== SOURCE PASSAGE

Kurentovanje -Slovenian Spring Carnival

During our flight to Slovenia we were browsing through my guide book when we came across reference to a festival that fell on Shrove Sunday, a quick bit of maths and knowing when pancake day was, told us that as luck would have it we would be in Slovenia on this day. At this point a lovely Slovenian girl sat next to me offered us advice on what we should go and see during our trip. When we asked her about the festival she bubbled over with enthusiasm and said we had to go. To give us an insight into how popular the whole affair was she told us that her friends were getting married on Saturday in a local town and all the guests were to come dressed up. When we asked dressed up in what, she said it didn’t matter just fancy dress! I think it was at this point we gathered that this traditional festival was obviously a big deal to the Slovenian’s and we should go and see what it was all about.

Once connected to 4G I discovered that the festival was called Kurentovanje and is in fact Slovenia’s most popular and significant carnival. The traditional and cultural festivities are celebrated across Slovenia for 10 days and are ceremonial of spring and fertility with the main carnival being on Shrove Sunday in an old town called Ptuj, approximately 130km away from Ljubljana. The purpose of the festival is to ‘chase away winter’ and ‘welcome spring’ with safe passage for breeding and crops.

====

- DIRECTION: Copy the Kurentovanje passage word for word, between "Once connected to 4G" and "breeding and crops.", inclusive.

== RAW RECORDS

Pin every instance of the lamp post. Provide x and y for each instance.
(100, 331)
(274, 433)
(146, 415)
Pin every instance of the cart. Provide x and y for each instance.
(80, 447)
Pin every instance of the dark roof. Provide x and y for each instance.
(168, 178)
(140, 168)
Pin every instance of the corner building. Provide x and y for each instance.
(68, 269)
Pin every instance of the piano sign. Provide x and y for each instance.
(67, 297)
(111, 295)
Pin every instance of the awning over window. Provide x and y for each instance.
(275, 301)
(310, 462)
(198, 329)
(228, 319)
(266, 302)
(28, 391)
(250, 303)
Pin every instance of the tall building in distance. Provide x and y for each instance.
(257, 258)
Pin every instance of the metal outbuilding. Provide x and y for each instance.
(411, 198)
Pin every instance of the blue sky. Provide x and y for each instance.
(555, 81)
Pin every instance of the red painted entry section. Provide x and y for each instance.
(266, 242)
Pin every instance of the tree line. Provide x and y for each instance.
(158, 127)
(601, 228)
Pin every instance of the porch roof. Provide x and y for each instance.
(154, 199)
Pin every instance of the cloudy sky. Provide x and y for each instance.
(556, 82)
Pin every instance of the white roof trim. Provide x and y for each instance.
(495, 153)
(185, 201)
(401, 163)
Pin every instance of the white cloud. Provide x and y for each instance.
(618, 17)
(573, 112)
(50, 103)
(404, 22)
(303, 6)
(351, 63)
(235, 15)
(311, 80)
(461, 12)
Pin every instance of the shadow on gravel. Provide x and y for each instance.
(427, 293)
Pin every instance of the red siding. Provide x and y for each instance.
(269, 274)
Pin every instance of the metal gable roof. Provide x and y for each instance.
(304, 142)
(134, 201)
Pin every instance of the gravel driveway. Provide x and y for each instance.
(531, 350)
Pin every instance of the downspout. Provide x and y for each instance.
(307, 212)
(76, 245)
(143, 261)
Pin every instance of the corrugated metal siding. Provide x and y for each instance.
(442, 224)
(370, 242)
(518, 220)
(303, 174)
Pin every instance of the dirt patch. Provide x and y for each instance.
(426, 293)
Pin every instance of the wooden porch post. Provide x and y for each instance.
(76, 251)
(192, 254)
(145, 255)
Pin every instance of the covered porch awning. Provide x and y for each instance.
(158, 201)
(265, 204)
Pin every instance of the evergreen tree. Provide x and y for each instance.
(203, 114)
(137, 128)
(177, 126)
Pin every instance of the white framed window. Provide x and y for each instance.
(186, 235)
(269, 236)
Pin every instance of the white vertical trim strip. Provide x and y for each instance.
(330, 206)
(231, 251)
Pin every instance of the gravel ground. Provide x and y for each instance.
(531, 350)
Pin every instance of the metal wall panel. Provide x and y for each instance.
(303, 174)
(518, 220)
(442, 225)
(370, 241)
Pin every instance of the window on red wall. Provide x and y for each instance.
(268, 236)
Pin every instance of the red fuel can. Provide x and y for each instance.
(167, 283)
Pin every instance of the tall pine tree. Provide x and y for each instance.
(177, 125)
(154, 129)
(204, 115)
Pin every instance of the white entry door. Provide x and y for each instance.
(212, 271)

====
== RAW RECORDS

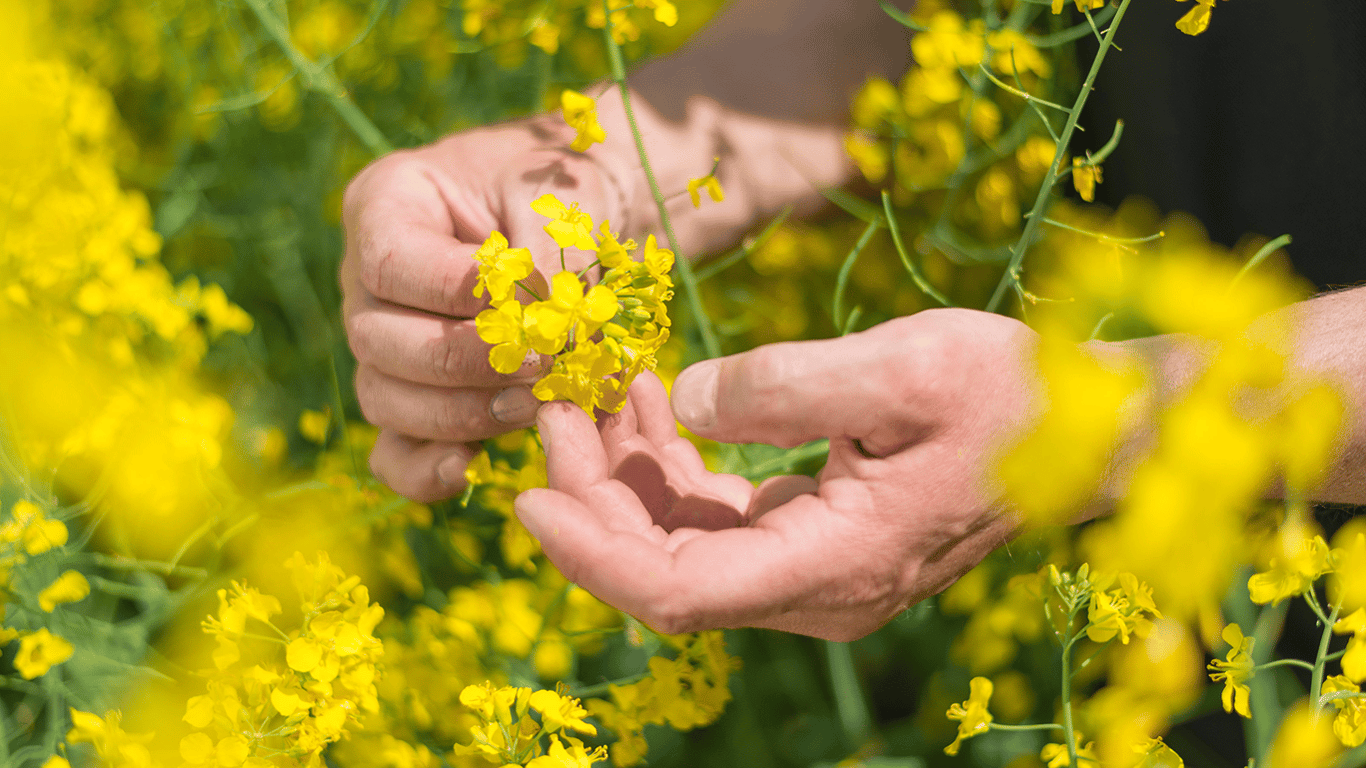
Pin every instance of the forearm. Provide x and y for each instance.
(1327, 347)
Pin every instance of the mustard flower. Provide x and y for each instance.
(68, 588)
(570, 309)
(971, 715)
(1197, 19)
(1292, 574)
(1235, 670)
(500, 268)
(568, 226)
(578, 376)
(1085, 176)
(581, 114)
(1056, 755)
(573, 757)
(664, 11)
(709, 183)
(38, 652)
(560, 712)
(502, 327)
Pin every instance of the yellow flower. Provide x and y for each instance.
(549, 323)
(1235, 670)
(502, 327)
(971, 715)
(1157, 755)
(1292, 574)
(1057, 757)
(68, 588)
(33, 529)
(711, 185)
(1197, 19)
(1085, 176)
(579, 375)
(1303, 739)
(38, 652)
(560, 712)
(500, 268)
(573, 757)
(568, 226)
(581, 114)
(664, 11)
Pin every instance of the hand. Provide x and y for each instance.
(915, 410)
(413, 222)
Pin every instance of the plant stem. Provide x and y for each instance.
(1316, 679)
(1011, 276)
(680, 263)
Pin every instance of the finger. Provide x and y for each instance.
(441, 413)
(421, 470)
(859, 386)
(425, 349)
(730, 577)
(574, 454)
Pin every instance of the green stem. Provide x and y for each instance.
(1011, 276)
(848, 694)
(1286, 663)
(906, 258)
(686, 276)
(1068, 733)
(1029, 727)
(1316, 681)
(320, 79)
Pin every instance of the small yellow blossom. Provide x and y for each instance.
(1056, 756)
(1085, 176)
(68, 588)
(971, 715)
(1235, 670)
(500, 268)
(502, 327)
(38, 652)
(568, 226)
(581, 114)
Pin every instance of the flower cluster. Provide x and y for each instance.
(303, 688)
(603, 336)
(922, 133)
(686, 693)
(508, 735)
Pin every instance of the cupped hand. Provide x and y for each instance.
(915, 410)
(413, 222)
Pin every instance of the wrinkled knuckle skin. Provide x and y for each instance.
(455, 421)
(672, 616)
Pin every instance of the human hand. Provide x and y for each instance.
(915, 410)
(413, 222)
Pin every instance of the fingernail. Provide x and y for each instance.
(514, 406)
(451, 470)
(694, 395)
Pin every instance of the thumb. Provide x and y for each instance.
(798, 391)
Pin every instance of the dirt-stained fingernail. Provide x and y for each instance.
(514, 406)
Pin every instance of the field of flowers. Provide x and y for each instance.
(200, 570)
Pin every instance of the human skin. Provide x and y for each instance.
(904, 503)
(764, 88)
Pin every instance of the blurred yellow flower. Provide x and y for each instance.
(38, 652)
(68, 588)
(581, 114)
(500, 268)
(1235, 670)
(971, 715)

====

- RESPONSE:
Once connected to 4G I discovered that the festival was called Kurentovanje and is in fact Slovenia’s most popular and significant carnival. The traditional and cultural festivities are celebrated across Slovenia for 10 days and are ceremonial of spring and fertility with the main carnival being on Shrove Sunday in an old town called Ptuj, approximately 130km away from Ljubljana. The purpose of the festival is to ‘chase away winter’ and ‘welcome spring’ with safe passage for breeding and crops.